→ WORK REQUEST 1
In the blog post, what is the title of the article written by the author's friend Shara?
→ WORK REQUEST 2
List every title that the blog post quotes from the declarations on the blog called i am baker.
→ WORK REQUEST 3
Repeat the blog post word for word, starting with "Shara’s, article isn’t" and going on through "who I’m not.".

→ TEXT PASSAGE
Watching these tiny little birds on our porch, I wondered what it must be like for them when they take their first flight.
I’m not sure why, but these last few days I have doubted my abilities in just about every area of my life. I have honestly felt like there is someone shouting in my mind, “Who do you think you are? You certainly aren’t a writer, why would anyone want to read what you have to say?… Start running again? ha, ha. You couldn’t do that. You’ve let too much time go by, besides that, your too old!… There is absolutely no way you are going to find time to home school this year. You simply have too many kettles in the fire!… Give up! Give up! Give up!”
Even though I know better than to listen to these self destructive thoughts, I admit they got my attention. I was listening to them and even beginning to believe them. In fact I was tempted to change my course in a few areas.
Not being the first time this has happened to me, I knew the first step I needed was to seek God and listen to Him for clarity in my mind. As the condemning comments continued, I chose to read and reread the scripture verses I have been focusing on. ( For more on learning to listen to God, click here.)
“Therefore, do not throw away your confidence, which has a great reward. For you have need for endurance, so that when you have done the will of God, you may receive what was promised.” Hebrews 10:35-36 (NASB)
“But my righteous one shall live by faith; and if he shrinks back, My soul takes no delight in him.” Hebrews 10:38 (NASB)
Yesterday I came across an article that my good friend, Shara, wrote called, Marathon Training and Homeschooling. No, I’m not interested in marathon training, but the principles were exactly what I needed to hear!
“Whenever it comes up that I’ve run 2 half-marathons (not that this comes up much…HA!), the response I get from people who don’t run is, “I could never do that!!
I am here to tell you…you can!! Unless there is some REAL medical condition keeping people from running, a vast majority of the people who tell me they “never could”, in fact, very much could. They maybe couldn’t today, I couldn’t today:). But they could in 6 months (and usually much sooner). You start one step at a time and train. I started with a novice schedule. It assumed I could run 2 miles. If you can’t yet run 2 miles start with running one block. Then 2 tomorrow. You can, it just takes persistence and time.”
Shara’s, article isn’t just about running or homeschooling, it is about life! It reminded me that I need to trust God and act on what I know to be true.
Another woman I know has a blog she has kept up for many years called i am baker. Last night as I looked over some of her posts, I noticed how she declared who she was in her titles: i am baker, i am mommy, i am author, i am servant.
This morning, as I woke to the same lousy voice in my head, I remembered the declarations of i am baker. I chose to declare who I am, not who I’m not.
So, those are all good points, but it wasn’t until I physically acted on my beliefs, that I started to regain my confidence.
“For by Thee I can run upon a troop; and by my God I can leap over a wall.” (Psalm 18:29)
FYI: I conquered 2 miles early this morning! :)
Special thanks to my dear husband that always, always, always supports and loves me!

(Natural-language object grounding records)

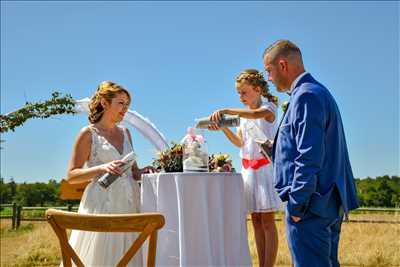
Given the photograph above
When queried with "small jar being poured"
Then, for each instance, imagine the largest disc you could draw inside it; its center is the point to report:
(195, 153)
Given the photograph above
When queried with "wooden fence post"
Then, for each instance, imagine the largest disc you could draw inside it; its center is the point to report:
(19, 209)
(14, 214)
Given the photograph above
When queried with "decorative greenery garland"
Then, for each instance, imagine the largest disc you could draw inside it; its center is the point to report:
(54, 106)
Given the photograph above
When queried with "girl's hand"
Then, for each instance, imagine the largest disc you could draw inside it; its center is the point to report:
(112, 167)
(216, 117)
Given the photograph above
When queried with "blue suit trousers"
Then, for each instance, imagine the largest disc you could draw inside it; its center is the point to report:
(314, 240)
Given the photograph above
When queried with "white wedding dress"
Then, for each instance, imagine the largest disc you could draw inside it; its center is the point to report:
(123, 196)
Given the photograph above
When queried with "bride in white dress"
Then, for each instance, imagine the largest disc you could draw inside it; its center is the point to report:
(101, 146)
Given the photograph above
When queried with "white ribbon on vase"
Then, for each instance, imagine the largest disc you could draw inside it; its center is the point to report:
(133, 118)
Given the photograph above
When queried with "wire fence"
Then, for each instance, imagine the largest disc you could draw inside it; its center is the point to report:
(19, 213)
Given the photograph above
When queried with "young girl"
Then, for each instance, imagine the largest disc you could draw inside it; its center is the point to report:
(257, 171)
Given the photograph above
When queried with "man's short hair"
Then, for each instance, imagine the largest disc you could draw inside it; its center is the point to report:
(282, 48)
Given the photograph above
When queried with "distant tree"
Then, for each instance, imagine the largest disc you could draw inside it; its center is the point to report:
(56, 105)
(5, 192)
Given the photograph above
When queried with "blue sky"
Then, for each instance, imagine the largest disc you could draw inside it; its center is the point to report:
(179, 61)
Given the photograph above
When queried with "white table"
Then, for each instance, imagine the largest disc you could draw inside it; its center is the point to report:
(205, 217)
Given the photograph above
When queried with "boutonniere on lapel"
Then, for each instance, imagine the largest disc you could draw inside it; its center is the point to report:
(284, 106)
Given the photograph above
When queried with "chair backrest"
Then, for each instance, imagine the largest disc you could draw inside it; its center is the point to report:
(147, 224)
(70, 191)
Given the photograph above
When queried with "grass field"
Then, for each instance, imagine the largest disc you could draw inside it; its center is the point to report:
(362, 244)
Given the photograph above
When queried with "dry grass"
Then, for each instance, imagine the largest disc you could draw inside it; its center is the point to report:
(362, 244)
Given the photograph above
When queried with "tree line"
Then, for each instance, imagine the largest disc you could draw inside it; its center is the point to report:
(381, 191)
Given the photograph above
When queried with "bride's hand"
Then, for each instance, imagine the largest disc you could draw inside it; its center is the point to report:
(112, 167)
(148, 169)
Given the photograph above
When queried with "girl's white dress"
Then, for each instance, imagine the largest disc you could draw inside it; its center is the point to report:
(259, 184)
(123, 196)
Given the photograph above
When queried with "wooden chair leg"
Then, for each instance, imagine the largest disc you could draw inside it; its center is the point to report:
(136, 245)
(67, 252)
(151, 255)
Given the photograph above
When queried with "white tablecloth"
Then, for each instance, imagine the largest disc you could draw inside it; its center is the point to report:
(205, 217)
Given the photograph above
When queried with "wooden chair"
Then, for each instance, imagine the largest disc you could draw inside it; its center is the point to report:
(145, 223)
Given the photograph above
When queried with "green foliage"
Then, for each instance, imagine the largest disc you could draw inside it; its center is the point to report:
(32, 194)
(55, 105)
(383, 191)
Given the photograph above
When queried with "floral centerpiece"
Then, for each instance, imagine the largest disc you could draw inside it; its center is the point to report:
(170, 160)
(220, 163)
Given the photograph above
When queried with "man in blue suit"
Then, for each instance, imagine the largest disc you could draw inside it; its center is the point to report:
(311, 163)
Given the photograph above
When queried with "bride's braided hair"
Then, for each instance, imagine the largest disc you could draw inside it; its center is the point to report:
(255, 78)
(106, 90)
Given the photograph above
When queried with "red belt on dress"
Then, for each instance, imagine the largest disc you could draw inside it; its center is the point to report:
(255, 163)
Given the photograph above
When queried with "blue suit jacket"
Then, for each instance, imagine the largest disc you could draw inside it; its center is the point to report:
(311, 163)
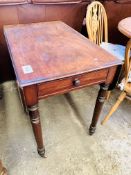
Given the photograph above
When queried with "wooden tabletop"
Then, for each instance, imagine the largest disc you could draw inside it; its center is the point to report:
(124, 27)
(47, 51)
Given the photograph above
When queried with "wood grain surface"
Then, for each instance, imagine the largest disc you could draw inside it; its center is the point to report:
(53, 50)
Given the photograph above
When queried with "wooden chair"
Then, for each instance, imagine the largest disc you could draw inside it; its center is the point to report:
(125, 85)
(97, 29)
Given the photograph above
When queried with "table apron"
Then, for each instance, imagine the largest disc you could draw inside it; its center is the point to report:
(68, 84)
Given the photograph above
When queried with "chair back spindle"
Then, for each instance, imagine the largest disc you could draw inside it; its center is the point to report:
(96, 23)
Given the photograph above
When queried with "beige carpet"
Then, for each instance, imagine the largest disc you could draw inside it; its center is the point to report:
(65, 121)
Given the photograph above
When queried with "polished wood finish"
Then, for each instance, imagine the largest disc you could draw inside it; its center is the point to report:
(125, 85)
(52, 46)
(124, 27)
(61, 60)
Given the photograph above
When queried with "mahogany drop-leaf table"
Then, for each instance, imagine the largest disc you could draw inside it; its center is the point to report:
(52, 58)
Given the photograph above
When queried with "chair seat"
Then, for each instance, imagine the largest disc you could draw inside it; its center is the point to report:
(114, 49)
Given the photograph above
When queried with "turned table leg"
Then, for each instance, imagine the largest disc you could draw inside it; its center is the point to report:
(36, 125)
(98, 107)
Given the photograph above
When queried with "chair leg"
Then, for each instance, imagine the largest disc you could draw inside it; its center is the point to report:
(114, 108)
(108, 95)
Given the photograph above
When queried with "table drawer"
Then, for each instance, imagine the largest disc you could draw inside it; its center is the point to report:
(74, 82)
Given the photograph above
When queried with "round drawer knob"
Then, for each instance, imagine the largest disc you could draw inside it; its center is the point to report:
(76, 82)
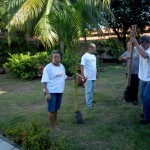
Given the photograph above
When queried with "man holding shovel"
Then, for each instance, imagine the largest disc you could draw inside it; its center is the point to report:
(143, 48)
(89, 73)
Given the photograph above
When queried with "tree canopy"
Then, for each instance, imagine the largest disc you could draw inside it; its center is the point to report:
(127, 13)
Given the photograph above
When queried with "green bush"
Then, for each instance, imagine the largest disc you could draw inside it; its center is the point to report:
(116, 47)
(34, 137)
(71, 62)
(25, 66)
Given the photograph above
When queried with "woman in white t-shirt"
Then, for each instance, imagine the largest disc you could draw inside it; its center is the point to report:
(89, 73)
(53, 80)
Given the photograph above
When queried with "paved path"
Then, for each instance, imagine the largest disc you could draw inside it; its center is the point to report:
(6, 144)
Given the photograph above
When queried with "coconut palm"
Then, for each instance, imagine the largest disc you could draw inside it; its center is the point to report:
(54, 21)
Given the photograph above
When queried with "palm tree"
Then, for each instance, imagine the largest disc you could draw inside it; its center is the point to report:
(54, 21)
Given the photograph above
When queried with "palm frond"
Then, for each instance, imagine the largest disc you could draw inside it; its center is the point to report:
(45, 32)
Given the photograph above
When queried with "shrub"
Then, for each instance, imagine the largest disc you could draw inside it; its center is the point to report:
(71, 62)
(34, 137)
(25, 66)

→ RESPONSE AREA 1
Marathon Training and Homeschooling

→ RESPONSE AREA 2
i am baker, i am mommy, i am author, i am servant

→ RESPONSE AREA 3
Shara’s, article isn’t just about running or homeschooling, it is about life! It reminded me that I need to trust God and act on what I know to be true.
Another woman I know has a blog she has kept up for many years called i am baker. Last night as I looked over some of her posts, I noticed how she declared who she was in her titles: i am baker, i am mommy, i am author, i am servant.
This morning, as I woke to the same lousy voice in my head, I remembered the declarations of i am baker. I chose to declare who I am, not who I’m not.